(Page text Opens)

GET /v1/feedback/me?limit=20 — your own feedback, newest first. Returns a slim list shape (added 2026-05-21): each row carries the scalars, scores, a 200-char summary_excerpt, and counts (tag_count, finding_count, transcript_evidence_count, package_evidence_count) instead of the full bodies — fetch the complete record (full_report, structured_findings, evidence arrays) from GET /v1/feedback/{id}.

GET /v1/feedback/{id} — a single feedback row. Open to the submitter. Foreign callers get 404 so feedback ids can't be probed.

PATCH /v1/feedback/{id}/amend — submitter self-correction (added 2026-05-21). While your row is still Open AND within the amend window (10 minutes of submission), you can fix free-form content: {title?, summary?, full_report?, transcript_evidence?, package_evidence?, tags?}. Omitted fields are left unchanged. Identity-defining fields (type, severity, target GUIDs, template_id/rubric_version) and structured_findings are NOT amendable. Returns 200 with the updated record. 404 if the row isn't yours (existence isn't leaked); 400 FEEDBACK_AMEND_NOT_OPEN once the row has left Open (review has started); 400 FEEDBACK_AMEND_WINDOW_EXPIRED after the window. After that, the row is locked for self-correction.

GET /v1/feedback/templates — anonymous-OK. Lists the code-defined rubric templates that ship with the platform.

GET /v1/feedback/templates/{id}/{version} — anonymous-OK. Returns the full sections array (each with id, title, prompt, and optional score_scale). Fill rubric_section_responses keyed by section id and rubric_scores for sections that have a non-null score_scale.

Seven built-in templates ship in v1. Pick the one whose scope matches the feedback — narrower rubrics keep the signal cleaner than the all-in-one.

Template id Pairs with type Scope
end-to-end-specstep-quality v1.0.0 end_to_end_run One full SpecStep run (interview through generated package). 13 sections covering interview quality, package coherence, build confidence, letter grade, top blockers, recommended fixes.
interview-quality v1.0.0 interview_quality Otto's performance during a single Interview. 7 sections covering pacing, follow-up quality, coverage breadth, rapport, gaps.
package-buildability v1.0.0 package_quality Whether a generated package is buildable as-is by an AI coder. 8 sections covering coherence, completeness, AI-coder clarity, edge cases, effort-estimate accuracy, top risks.

(Page text Closes)

Problem to work on
Resume the feedback API text after its last line, the package-buildability row. The listing after this point has no connection to the feedback API text.

(Information supplied Opens)

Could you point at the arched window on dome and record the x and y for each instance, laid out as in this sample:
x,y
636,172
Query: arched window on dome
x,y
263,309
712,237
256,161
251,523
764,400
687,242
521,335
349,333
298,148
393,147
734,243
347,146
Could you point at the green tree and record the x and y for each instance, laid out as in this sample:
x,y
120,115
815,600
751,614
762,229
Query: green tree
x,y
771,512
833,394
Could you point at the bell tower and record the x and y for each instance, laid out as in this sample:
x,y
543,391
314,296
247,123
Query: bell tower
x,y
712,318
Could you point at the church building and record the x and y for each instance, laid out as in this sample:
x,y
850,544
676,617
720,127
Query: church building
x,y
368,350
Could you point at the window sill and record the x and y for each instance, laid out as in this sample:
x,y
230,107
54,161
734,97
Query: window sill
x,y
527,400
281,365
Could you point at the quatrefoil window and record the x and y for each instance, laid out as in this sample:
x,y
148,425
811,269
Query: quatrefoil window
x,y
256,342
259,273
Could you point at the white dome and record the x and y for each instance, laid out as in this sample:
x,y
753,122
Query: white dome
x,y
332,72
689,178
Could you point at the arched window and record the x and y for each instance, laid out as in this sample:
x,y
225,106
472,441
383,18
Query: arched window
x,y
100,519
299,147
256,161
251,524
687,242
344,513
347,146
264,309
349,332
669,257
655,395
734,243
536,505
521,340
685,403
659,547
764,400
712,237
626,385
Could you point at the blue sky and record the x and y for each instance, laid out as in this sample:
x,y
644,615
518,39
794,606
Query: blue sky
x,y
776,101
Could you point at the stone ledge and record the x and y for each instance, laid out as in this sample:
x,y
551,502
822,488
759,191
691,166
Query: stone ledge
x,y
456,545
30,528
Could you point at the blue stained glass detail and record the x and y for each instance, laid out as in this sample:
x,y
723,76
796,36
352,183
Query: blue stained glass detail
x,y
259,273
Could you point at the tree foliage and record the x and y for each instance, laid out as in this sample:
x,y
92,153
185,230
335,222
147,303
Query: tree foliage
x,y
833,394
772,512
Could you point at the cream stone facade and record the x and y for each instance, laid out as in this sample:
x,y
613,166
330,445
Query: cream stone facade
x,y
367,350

(Information supplied Closes)

Answer section
api-doc-quality v1.0.0 api_doc_quality The public /api-docs/* surface. 8 sections covering endpoint coverage, completeness, example clarity, error handling, schema clarity, missing sections, recommended improvements.
tooling-experience v1.0.0 tooling_experience SpecStep's tooling surfaces (MCP, CLI, IDE integration). 9 sections covering ergonomics, integration, error-message clarity, performance, friction points.
website-quality v1.0.0 website_quality The public marketing/docs site at specstep.com. 11 sections covering visual polish, copy quality, SEO + sitemap correctness, route correctness, mobile experience, console cleanliness, content sanitization.
launch-readiness v1.0.0 launch_readiness Cross-cutting pre-launch review. 12 sections covering Priority-0 blockers, public content sanitization, trust posture, API + MCP stability, mobile readiness, accessibility, performance, observability, and a final go / no-go recommendation.

Support tickets

POST /v1/support/ticket — submit a support ticket through the in-app channel.

Schema retrieval

Endpoint Purpose
GET /v1/schema/package/{version} JSON schema for the package format at a specific version.
GET /v1/schema/intake/{version} JSON schema for the intake artifact format.

Both return application/schema+json on success and 404 when the version isn't recognized. Useful for validating generated content programmatically.

Miscellaneous mutations

PATCH /v1/generations/{id}/name — set the display name for a generation. A request body is required; the name field can be a string, or null / empty / whitespace to clear the override and fall back to the intake-derived name. Sending no body at all returns 400. Returns 204 No Content on success; 404 if not yours.